▸ Source document
━━━━━━━━

Teen Angst

Have you seen all the retractions and apologies from the meteorologists who predicted a warm winter with little snow a few months ago? Yeah, funny thing, me neither. I love my old house, but when it dips into the teens my boiler has to work overtime just to keep the house in the mid 60’s. I don’t mind the cold, but when I find myself contemplating whether I should dip my tea bag or my toes into a cup of hot water, it’s time for Spring. 
The girls in my chicken coop seem to handle the cold pretty well, but keeping their water from freezing can be a challenge. Wild birds have the same problem, so they appreciate access to water when the temperature drops. Most bird baths are shallow and freeze solid, so if you can put out a deeper container it increases the odds that our feathered friends can take a drink. I have a small fish pond that is a congregation spot on cold days, but it will eventually freeze over too. One trick is to put a few ping pong balls on the surface, and as the wind moves them around it breaks the surface tension and slows down the freezing time. Another is to fill some empty water bottles with salt water and float them on the surface. Except for really cold stretches their movement will keep the water liquid near their edges.

━━━━━━━━

▸ Supplied information
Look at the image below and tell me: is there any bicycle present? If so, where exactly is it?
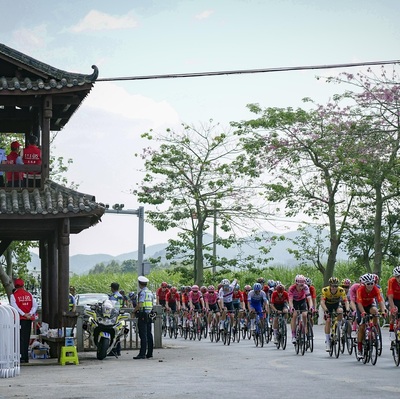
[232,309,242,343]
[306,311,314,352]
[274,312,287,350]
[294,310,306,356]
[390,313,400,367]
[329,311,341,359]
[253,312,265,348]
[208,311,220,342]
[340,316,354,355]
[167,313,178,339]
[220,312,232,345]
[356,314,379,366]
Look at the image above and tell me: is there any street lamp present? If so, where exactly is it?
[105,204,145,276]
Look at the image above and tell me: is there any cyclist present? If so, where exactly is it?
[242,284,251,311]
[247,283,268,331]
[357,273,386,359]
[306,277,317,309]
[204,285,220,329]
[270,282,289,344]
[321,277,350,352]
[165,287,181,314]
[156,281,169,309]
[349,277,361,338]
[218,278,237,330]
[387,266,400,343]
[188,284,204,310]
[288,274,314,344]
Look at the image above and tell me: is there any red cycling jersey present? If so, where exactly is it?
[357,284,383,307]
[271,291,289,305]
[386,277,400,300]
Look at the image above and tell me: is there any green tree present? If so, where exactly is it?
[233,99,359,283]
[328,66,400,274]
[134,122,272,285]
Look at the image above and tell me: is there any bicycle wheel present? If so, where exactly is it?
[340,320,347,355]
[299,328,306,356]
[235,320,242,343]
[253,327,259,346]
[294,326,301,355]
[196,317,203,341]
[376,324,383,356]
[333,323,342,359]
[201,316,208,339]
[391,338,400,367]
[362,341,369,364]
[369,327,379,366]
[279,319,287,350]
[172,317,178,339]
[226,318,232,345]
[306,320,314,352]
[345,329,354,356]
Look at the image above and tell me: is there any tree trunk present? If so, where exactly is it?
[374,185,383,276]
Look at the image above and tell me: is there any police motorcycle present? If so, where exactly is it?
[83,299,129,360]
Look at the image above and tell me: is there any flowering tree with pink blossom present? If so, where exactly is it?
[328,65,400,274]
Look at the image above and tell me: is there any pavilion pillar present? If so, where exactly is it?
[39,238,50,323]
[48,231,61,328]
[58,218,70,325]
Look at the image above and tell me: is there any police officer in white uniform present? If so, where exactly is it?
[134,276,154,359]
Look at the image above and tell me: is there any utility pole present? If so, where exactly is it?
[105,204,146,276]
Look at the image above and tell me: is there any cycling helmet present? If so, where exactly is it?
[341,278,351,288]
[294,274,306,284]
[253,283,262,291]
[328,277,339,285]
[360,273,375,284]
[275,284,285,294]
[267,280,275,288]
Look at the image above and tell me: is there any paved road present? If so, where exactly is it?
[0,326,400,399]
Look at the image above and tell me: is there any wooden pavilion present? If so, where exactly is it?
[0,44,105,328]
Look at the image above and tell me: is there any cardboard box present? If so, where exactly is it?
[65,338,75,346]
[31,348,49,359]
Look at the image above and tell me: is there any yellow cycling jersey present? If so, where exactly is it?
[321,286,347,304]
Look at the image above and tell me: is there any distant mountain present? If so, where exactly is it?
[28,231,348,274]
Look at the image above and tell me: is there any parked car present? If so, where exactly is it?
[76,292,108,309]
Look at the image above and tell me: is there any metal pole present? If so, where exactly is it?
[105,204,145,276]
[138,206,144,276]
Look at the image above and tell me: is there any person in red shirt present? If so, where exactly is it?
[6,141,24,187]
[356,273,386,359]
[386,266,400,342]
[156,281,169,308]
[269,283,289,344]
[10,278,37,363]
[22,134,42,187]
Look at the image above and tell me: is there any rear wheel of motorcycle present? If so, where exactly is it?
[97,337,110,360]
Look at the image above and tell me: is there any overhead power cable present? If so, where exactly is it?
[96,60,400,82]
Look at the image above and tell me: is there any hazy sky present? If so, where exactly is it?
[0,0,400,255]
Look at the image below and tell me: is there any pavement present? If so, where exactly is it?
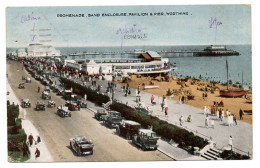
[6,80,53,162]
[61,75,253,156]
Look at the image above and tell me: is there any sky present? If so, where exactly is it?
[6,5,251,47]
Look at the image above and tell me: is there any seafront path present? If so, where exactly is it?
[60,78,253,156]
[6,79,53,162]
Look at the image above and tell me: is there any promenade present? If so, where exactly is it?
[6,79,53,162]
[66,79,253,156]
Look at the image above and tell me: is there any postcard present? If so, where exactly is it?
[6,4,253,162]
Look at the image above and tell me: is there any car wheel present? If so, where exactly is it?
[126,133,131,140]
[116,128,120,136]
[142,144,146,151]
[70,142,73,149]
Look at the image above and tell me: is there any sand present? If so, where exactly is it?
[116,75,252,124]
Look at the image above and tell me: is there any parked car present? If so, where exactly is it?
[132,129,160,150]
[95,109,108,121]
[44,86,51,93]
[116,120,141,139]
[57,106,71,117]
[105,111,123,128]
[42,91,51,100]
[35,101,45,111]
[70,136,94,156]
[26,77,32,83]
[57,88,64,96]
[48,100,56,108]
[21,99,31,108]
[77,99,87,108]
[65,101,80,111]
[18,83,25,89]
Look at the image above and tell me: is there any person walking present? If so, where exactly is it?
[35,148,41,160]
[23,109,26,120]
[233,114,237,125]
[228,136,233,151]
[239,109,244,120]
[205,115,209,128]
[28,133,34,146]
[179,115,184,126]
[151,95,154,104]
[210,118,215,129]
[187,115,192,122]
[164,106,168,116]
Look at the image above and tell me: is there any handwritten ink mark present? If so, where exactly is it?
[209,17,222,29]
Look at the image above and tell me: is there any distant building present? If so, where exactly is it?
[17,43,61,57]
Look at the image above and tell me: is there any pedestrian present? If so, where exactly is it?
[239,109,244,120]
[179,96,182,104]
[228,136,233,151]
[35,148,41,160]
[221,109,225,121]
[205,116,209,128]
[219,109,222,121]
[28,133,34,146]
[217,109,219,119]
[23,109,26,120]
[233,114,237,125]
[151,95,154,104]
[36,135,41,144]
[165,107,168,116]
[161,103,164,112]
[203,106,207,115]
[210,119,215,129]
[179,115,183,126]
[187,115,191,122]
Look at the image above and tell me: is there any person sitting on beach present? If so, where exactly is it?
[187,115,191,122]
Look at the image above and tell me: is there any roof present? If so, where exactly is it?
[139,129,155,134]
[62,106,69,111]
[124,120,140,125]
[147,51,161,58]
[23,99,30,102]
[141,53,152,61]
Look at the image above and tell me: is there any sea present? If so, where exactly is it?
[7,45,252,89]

━━━━━━━━

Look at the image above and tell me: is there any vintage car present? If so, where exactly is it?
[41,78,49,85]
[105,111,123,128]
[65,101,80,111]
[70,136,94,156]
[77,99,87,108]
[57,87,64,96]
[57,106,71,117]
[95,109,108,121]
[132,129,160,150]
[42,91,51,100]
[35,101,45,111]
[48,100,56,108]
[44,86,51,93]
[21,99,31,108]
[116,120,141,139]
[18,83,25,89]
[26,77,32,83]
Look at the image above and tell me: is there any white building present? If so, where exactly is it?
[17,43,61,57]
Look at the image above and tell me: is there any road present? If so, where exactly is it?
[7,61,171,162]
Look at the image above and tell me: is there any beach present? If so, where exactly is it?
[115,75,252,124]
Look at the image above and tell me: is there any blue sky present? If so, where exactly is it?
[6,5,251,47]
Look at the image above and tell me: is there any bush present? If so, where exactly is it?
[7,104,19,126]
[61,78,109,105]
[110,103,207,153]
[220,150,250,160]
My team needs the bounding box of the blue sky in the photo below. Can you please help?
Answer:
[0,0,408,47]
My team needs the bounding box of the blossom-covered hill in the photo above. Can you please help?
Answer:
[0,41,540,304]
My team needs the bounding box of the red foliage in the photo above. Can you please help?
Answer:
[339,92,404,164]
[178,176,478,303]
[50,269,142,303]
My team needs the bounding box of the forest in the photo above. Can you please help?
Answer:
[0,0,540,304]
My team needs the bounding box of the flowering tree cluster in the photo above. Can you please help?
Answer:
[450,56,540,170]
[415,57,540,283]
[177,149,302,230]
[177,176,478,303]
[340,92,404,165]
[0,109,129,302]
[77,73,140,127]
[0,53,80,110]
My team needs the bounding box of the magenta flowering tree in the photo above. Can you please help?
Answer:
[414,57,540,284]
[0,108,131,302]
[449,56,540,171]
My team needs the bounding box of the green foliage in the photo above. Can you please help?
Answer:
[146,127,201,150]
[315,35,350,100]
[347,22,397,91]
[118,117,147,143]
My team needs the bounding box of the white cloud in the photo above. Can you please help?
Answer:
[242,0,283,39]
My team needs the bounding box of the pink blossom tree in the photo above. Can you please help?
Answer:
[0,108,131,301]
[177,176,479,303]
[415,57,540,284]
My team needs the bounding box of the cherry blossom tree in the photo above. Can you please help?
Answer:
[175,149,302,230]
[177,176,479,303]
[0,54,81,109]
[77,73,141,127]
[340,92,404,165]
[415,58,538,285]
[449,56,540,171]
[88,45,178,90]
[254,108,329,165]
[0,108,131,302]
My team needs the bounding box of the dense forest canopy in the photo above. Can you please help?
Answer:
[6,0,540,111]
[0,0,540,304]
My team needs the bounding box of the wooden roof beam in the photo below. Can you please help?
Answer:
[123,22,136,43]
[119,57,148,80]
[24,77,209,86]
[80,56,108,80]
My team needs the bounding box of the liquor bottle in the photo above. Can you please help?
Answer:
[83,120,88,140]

━━━━━━━━

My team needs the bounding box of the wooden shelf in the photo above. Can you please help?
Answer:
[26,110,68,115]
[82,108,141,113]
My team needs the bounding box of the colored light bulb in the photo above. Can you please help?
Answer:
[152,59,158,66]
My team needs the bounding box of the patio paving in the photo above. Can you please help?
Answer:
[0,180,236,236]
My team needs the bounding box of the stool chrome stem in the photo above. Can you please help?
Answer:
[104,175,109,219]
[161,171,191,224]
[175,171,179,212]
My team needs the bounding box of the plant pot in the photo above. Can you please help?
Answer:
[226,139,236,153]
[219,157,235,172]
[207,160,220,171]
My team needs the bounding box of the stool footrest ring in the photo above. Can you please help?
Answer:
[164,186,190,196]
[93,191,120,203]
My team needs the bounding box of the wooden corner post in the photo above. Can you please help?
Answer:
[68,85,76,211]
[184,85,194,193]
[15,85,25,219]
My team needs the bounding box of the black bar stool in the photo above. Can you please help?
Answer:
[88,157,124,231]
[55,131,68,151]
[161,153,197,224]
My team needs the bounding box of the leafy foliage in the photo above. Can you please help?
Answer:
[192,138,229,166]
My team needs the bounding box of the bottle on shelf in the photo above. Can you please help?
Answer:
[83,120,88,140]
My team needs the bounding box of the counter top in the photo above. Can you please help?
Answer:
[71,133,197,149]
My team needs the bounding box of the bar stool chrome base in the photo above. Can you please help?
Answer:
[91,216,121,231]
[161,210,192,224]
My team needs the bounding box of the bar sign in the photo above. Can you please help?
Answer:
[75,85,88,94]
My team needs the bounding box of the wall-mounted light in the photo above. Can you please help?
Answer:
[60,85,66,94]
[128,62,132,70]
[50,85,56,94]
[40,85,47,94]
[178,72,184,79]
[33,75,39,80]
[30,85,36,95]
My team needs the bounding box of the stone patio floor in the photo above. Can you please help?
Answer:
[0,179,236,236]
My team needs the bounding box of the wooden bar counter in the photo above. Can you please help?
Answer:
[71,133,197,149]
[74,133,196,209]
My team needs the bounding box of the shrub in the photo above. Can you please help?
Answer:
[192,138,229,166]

━━━━━━━━

▸ Work required
Return everything in the column on winter cold from "Have you seen" down to "time for Spring.", word for word. Work only from the column on winter cold.

▸ Solution for this task
Have you seen all the retractions and apologies from the meteorologists who predicted a warm winter with little snow a few months ago? Yeah, funny thing, me neither. I love my old house, but when it dips into the teens my boiler has to work overtime just to keep the house in the mid 60’s. I don’t mind the cold, but when I find myself contemplating whether I should dip my tea bag or my toes into a cup of hot water, it’s time for Spring.